TASK TO COMPLETE
Reproduce the entire listing below exactly.

RECORDS FOR THIS TASK
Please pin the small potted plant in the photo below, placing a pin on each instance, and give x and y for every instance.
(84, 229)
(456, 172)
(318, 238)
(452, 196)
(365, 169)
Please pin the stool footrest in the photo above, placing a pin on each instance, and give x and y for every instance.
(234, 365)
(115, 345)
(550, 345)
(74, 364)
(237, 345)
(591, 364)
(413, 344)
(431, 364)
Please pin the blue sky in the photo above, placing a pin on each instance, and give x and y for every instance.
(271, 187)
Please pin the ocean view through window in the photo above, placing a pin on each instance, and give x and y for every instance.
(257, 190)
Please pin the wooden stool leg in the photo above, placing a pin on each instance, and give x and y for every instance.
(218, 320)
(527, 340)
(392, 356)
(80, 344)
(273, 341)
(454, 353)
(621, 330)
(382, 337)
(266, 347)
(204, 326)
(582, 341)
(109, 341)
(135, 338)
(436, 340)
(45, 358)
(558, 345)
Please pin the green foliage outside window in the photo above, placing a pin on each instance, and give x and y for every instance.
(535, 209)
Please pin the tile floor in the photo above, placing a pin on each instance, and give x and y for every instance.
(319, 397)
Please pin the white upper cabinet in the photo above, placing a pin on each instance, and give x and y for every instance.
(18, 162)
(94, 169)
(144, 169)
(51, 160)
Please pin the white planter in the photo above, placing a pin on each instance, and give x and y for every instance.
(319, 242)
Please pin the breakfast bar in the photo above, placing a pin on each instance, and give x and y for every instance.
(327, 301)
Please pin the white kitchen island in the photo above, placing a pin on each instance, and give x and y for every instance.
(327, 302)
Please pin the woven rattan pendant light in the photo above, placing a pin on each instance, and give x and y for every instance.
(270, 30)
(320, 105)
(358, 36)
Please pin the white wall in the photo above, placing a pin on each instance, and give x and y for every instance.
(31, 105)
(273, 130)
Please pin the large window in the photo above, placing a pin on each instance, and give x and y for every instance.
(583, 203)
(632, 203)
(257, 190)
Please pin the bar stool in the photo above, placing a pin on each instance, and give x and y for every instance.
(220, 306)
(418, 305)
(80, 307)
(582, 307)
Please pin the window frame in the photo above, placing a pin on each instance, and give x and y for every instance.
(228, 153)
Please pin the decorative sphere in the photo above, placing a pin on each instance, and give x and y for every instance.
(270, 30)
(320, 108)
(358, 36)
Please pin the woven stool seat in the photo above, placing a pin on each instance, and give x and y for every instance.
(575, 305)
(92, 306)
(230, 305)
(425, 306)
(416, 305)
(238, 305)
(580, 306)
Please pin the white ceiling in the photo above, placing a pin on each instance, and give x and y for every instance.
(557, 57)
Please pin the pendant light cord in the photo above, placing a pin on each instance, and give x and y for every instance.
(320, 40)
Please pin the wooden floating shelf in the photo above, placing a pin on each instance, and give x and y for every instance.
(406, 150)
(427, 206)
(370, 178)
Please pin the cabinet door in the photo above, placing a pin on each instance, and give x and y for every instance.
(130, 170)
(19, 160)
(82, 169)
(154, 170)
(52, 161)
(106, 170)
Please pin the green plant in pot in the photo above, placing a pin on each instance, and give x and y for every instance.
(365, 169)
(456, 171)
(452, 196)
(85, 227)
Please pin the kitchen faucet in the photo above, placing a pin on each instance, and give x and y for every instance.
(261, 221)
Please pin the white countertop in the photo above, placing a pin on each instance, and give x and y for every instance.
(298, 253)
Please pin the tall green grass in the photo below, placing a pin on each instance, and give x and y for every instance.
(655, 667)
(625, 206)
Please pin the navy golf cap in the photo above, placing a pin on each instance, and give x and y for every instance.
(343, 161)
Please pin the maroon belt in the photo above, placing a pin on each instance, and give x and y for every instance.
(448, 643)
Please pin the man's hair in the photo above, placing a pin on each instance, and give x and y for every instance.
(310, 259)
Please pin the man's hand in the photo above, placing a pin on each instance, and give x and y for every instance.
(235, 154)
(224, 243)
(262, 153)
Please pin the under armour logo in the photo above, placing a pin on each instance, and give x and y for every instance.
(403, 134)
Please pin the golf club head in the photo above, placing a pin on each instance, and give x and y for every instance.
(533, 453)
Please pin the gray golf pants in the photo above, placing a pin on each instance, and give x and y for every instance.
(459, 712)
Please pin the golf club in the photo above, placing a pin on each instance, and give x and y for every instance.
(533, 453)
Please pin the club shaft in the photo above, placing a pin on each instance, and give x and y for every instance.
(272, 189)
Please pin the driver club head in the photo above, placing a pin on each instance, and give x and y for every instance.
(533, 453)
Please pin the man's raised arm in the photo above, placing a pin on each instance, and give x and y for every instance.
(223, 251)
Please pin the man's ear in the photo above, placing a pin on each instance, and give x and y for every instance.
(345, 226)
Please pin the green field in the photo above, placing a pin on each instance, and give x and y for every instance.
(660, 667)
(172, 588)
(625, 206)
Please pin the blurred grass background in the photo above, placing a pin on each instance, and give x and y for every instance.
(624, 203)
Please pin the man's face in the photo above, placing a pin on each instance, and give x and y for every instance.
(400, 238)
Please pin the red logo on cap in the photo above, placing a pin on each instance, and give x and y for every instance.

SOLUTION
Please pin the small potted plant in the photo below, placing a pin on each instance, and give x and y for every instance.
(84, 229)
(456, 172)
(318, 238)
(452, 196)
(365, 169)
Please pin the stool footrest in the photo above, placing a pin on each instance, and give x and y for every instance.
(234, 365)
(115, 345)
(550, 345)
(74, 364)
(237, 345)
(591, 364)
(413, 344)
(431, 364)
Please pin the blue sky in the photo above, placing a pin on each instance, and give x and y for every instance.
(271, 187)
Please pin the ocean view through window in the photo above, placing a pin on each instance, and give x and y for every instance.
(257, 190)
Please pin the wooden stool leg in the photo above, placing a pin on each instance, and give x and y for every instance.
(218, 320)
(527, 340)
(392, 356)
(80, 344)
(273, 341)
(454, 353)
(621, 330)
(382, 337)
(266, 347)
(204, 326)
(582, 341)
(109, 341)
(135, 338)
(436, 340)
(45, 358)
(558, 345)
Please pin the green foliage outside window in the photo above, placing a pin on each instance, and give x and y for every instance.
(535, 209)
Please pin the tile floor in the photo above, placing a pin on each instance, and give x and y for every instance.
(319, 397)
Please pin the white upper cabinet in the photo above, placing a pin on each instance, and give x and y for every instance.
(18, 162)
(94, 169)
(144, 169)
(51, 160)
Please pin the white planter in the photo above, placing a pin on each instance, and give x and y for every instance.
(319, 242)
Please pin the breakfast bar in the photo above, placing a pin on each instance, and give x and y for every instance.
(327, 301)
Please pin the white kitchen island in the photo above, placing a pin on each instance, and give x and y for every instance.
(327, 302)
Please pin the woven rattan pendant light in the photo above, placing a pin on each instance, and give x and y for every instance.
(270, 30)
(320, 105)
(358, 36)
Please pin the white wall in the photo above, placing a pin on each instance, and give x and y for every instance.
(31, 105)
(273, 130)
Please pin the large window in the photo above, placing a pin on each instance, and give x and y for every instance.
(583, 203)
(632, 203)
(257, 190)
Please pin the bar stool in the photo above, placing a pin on each instance, and give x and y for every instance.
(220, 306)
(418, 305)
(80, 307)
(582, 307)
Please pin the window frame in the photo above, placing a pin on each instance, and give x and y for every instance.
(228, 153)
Please pin the decorative sphere in the photo above, placing a pin on each instance, and give x and y for every instance.
(270, 30)
(320, 108)
(358, 36)
Please pin the woven stool seat in the photo above, placing a pin on each instance, and give x and y for every instance.
(575, 305)
(92, 306)
(230, 305)
(425, 306)
(416, 305)
(238, 305)
(580, 306)
Please pin the white ceiling in the photo above, placing a pin on each instance, and give x and y for every instance.
(557, 57)
Please pin the pendant light cord in the photo above, placing a pin on each instance, and give x and y for every instance.
(320, 40)
Please pin the wooden floating shelf in the photo above, placing a pin on each instance, and give x and y for every instance.
(406, 150)
(427, 206)
(370, 178)
Please pin the cabinet door in the photo above, placing a pin on each instance, and give x and y for every instance.
(130, 170)
(19, 160)
(82, 169)
(154, 170)
(52, 161)
(106, 170)
Please pin the green plant in pot in the photo above, placing a pin on each instance, and give x and y for every instance.
(365, 169)
(456, 171)
(452, 196)
(85, 227)
Please pin the kitchen faucet in the photo above, placing a pin on each instance, and give x and y for every instance.
(261, 221)
Please pin the white countertop in the photo above, placing a pin on each instance, and give x and y for every instance.
(298, 253)
Please pin the tall green grass in the photo below, placing a pin on each instance, and give x and y for every instance.
(655, 667)
(625, 206)
Please pin the navy golf cap in the photo above, placing a pin on each instance, and give x and y for every instance.
(343, 161)
Please pin the maroon belt in the photo above, placing a pin on each instance, and give x and y for every instance.
(448, 643)
Please pin the man's hair in the photo above, placing a pin on each instance, and give x and y for every instance.
(310, 259)
Please pin the man's hand in the photo above, placing a pin on each instance, and give x and y for every instance.
(235, 154)
(224, 243)
(262, 153)
Please pin the under armour logo in the photo above, placing a pin on each instance, and give x and y for every instance.
(403, 134)
Please pin the golf club head in the photo above, placing a pin on each instance, and give x and y for every instance.
(533, 453)
Please pin the gray golf pants in the photo above, placing a pin on each instance, and give x and y for every instance.
(459, 712)
Please pin the golf club in the photo above, placing a pin on each instance, and give x and y for every instance.
(533, 453)
Please pin the club shaft in the photo above, placing a pin on each instance, and give x and y for every instance.
(272, 189)
Please pin the driver club head in the photo above, placing a pin on each instance, and give x and y for every instance.
(533, 453)
Please pin the man's raised arm in the photo above, placing a pin on each instance, and give x and y for every instance.
(223, 251)
Please pin the man's ear in the photo above, placing a pin on each instance, and give x and y for every instance.
(345, 226)
Please pin the green field in the photo above, placing a pin on each instance, and give x and y for every instance.
(660, 667)
(172, 588)
(625, 206)
Please pin the blurred grass background in the photo above, placing a pin on each instance, and give x and y for every instance.
(624, 203)
Please pin the man's face in the photo above, placing a pin on each instance, and give x and y for every instance.
(400, 238)
Please pin the red logo on cap in the photo above, placing a pin on each instance, and give x and y for every instance.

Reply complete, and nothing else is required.